→ Passage
☆ ☆ ☆
Intel® oneAPI Math Kernel Library
Ask questions and share information with other developers who use Intel® Math Kernel Library.

parallel FFT function with OpenMP

Raemon
Beginner
1,144 Views

Hi,

I follow this article and try to use the method (2) to parallel DFTI funtion by OpenMP.

My main code is like this (fortran)

Equivalence(tmp,tmp1D)

CALL omp_set_num_threads(2)
CALL mkl_set_num_threads(1)

lengths(1)=n
lengths(2)=n
!$OMP PARALLEL
MYID=omp_get_thread_num()
Status = DftiCreateDescriptor(fftjob,DFTI_DOUBLE,DFTI_COMPLEX,2,lengths)
Status = DftiSetValue(fftjob,DFTI_NUMBER_OF_TRANSFORMS,2)
Status = DftiSetValue(fftjob,DFTI_INPUT_DISTANCE,(n**2)/2)
Status = DftiCommitDescriptor(fftjob)
Status = DftiComputeBackward(fftjob,tmp1D(((n**2)/2)*MYID+1:((n**2)/2)*(MYID+1)))
Status = DftiFreeDescriptor(fftjob)

!$OMP END PARALLEL

However, this error message pops while executing my program:

*** glibc detected *** ./ITPCARTINTPFFT2DII: double free or corruption (top): 0x00002b09d0006ef0 ***...
☆ ☆ ☆
→ Rows for bounding box labeling

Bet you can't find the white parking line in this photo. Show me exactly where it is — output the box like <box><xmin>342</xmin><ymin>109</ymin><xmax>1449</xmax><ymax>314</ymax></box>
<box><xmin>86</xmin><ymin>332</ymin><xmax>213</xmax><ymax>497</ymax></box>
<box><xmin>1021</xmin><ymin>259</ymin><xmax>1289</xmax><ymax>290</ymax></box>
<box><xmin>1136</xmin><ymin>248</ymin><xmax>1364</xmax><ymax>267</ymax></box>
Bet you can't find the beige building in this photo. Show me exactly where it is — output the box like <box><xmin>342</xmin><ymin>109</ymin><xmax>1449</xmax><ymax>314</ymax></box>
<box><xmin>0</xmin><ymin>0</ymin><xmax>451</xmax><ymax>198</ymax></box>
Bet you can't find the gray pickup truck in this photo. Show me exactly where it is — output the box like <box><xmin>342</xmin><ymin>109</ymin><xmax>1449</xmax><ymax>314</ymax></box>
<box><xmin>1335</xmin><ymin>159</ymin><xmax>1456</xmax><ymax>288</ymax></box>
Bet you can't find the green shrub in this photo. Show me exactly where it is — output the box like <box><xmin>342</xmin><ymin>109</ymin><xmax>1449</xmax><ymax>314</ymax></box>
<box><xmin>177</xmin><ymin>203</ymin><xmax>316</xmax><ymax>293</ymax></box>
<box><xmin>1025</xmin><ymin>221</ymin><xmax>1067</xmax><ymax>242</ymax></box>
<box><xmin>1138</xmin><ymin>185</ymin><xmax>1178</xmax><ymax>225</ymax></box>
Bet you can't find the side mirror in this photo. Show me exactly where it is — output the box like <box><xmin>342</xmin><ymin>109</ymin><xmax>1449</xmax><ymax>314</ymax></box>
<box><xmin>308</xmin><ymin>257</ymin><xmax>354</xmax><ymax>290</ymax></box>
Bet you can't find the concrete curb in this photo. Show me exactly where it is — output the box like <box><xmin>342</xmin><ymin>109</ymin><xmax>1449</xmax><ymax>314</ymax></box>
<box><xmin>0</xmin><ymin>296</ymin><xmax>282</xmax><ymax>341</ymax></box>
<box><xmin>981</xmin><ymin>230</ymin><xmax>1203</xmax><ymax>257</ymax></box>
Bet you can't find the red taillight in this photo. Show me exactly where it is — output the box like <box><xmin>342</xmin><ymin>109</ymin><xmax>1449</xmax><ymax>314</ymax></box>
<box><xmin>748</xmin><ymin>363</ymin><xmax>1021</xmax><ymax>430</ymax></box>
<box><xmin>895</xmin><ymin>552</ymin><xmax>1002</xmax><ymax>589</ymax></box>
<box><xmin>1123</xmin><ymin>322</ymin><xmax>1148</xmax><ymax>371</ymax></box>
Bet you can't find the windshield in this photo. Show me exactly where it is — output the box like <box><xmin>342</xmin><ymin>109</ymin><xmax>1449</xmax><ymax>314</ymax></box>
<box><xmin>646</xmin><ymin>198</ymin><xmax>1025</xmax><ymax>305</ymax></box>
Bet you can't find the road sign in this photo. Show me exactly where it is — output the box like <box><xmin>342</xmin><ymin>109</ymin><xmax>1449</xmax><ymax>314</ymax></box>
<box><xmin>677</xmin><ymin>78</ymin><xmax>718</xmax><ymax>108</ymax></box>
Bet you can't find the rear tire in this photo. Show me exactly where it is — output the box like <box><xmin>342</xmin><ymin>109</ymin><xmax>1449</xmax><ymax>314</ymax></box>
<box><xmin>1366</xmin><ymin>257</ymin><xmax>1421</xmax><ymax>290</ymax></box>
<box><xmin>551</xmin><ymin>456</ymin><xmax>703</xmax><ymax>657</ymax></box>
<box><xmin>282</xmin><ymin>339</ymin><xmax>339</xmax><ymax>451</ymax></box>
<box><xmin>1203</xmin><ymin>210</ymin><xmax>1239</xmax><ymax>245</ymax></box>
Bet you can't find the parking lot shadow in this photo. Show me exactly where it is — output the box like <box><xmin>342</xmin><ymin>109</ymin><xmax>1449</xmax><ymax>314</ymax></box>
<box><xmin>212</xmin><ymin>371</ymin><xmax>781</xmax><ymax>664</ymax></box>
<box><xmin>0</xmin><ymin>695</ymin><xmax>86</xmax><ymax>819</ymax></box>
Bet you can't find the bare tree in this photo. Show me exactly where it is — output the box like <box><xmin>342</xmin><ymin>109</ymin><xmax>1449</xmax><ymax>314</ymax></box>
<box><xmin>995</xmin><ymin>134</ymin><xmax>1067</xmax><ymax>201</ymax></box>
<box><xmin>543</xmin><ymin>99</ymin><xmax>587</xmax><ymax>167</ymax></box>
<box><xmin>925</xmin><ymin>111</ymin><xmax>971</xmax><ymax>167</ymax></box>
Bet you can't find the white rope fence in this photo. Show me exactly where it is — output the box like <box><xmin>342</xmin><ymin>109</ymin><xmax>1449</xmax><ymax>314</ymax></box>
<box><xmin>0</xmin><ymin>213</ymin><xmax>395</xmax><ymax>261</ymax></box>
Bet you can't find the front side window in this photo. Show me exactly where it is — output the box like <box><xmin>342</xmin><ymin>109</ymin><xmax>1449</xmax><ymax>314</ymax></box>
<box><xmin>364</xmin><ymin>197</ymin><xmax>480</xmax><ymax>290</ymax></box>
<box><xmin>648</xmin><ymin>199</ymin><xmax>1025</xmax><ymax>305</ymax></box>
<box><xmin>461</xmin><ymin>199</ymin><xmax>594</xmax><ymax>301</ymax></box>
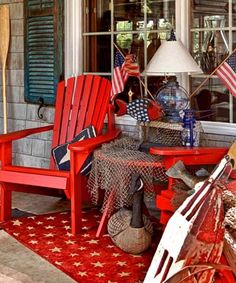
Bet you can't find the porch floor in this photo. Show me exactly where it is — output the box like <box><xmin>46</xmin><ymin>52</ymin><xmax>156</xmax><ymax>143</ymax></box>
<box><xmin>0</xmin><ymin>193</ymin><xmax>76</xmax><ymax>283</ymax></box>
☆ ☆ ☆
→ To do
- A) Which distinct Dfti routines does the Fortran code in the FFT forum post call?
- B) In the FFT forum post, what error does glibc report when the program runs?
These rows were drawn from a separate source.

→ Per-task answers
- A) DftiCreateDescriptor, DftiSetValue, DftiCommitDescriptor, DftiComputeBackward, DftiFreeDescriptor

- B) Double free or corruption (top).